:: Records ::
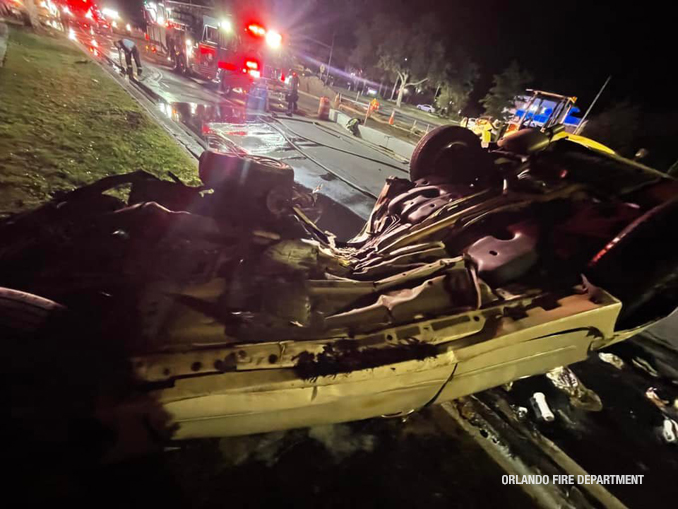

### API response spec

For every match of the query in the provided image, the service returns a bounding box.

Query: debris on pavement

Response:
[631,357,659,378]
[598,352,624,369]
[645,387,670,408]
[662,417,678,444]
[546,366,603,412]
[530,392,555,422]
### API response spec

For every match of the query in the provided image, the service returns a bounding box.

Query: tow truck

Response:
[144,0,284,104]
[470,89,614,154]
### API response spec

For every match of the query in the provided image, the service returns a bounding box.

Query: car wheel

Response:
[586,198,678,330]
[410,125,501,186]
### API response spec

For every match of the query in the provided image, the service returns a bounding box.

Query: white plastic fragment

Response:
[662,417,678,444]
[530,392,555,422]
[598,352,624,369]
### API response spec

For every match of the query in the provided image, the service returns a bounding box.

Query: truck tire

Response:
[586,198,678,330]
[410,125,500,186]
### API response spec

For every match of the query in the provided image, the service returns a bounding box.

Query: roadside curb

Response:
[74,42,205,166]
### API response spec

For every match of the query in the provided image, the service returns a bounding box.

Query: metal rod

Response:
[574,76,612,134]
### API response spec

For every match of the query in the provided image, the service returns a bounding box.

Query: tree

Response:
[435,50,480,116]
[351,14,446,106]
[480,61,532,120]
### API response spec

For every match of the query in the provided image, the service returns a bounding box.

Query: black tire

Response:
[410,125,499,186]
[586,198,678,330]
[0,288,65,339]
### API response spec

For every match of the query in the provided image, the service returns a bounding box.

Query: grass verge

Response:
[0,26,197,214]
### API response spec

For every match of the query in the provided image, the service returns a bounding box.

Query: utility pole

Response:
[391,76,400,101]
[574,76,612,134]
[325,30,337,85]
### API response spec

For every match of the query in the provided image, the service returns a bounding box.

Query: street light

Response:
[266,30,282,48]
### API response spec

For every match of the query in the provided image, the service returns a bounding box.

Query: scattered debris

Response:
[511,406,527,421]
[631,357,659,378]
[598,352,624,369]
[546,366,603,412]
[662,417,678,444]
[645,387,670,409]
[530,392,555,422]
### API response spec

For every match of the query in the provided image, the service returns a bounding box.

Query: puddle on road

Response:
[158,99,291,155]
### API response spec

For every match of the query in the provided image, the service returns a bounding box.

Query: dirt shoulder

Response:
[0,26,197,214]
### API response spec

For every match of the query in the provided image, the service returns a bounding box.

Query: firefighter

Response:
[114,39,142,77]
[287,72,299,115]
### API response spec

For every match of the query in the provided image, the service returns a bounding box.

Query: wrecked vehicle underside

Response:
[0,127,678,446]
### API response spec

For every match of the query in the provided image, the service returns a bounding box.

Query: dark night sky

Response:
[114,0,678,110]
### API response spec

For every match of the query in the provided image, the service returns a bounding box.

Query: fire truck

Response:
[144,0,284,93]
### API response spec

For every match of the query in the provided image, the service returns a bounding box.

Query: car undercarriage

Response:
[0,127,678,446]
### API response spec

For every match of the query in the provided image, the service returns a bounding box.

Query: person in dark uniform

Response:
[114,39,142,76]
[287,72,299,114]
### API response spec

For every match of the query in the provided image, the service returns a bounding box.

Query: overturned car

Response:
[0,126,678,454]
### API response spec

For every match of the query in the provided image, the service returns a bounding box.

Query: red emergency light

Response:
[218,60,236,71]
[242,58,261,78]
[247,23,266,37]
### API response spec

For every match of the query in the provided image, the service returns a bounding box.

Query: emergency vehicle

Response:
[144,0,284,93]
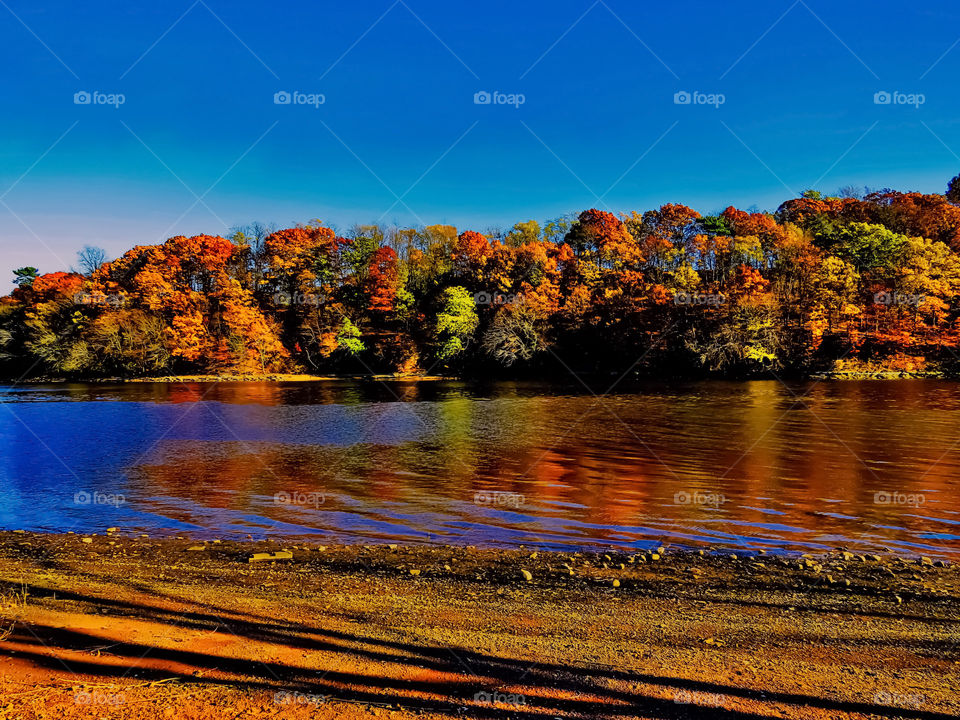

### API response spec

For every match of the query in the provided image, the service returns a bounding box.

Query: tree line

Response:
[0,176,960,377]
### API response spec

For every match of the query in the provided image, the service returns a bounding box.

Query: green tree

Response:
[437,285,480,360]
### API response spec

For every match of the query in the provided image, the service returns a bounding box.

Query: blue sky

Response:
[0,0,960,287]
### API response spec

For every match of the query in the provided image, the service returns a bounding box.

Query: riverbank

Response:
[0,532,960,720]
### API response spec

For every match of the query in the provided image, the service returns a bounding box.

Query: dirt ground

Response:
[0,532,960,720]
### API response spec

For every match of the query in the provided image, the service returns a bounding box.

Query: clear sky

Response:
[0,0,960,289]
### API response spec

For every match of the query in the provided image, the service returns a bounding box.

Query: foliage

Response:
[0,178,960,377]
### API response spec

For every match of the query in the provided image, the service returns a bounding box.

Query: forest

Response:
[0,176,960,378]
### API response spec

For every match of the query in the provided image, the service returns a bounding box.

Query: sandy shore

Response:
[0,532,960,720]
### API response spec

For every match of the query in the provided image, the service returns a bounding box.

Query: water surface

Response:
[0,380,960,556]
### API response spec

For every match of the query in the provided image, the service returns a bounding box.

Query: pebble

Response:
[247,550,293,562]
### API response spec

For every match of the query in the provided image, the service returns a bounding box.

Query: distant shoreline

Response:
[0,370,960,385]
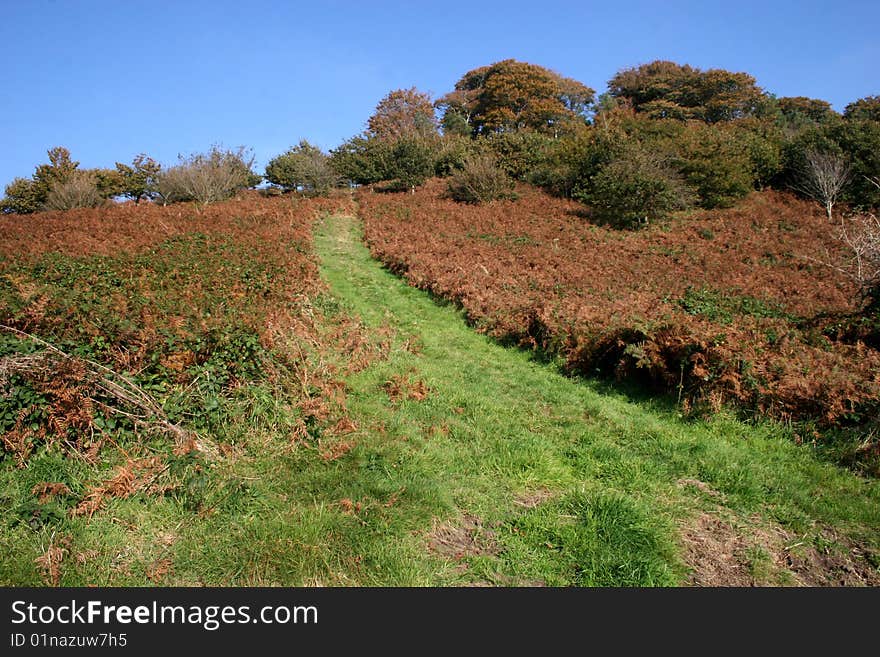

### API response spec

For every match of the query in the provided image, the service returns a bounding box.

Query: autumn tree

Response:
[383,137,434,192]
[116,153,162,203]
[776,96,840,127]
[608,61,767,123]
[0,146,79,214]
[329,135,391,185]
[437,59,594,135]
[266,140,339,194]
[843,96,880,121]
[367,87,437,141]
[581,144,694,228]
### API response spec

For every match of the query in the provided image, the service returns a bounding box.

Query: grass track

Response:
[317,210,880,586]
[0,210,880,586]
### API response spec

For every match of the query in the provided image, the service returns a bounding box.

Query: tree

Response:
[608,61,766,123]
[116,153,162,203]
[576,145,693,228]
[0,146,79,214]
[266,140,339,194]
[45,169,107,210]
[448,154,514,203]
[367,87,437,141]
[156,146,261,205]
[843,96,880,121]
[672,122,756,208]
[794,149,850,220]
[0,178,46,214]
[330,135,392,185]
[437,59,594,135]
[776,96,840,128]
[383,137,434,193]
:::
| Instructions to follow |
Find every line in the records that contains the word "debris" and copy each one. Case counts.

| Reply |
Query: debris on pavement
Query: scattered debris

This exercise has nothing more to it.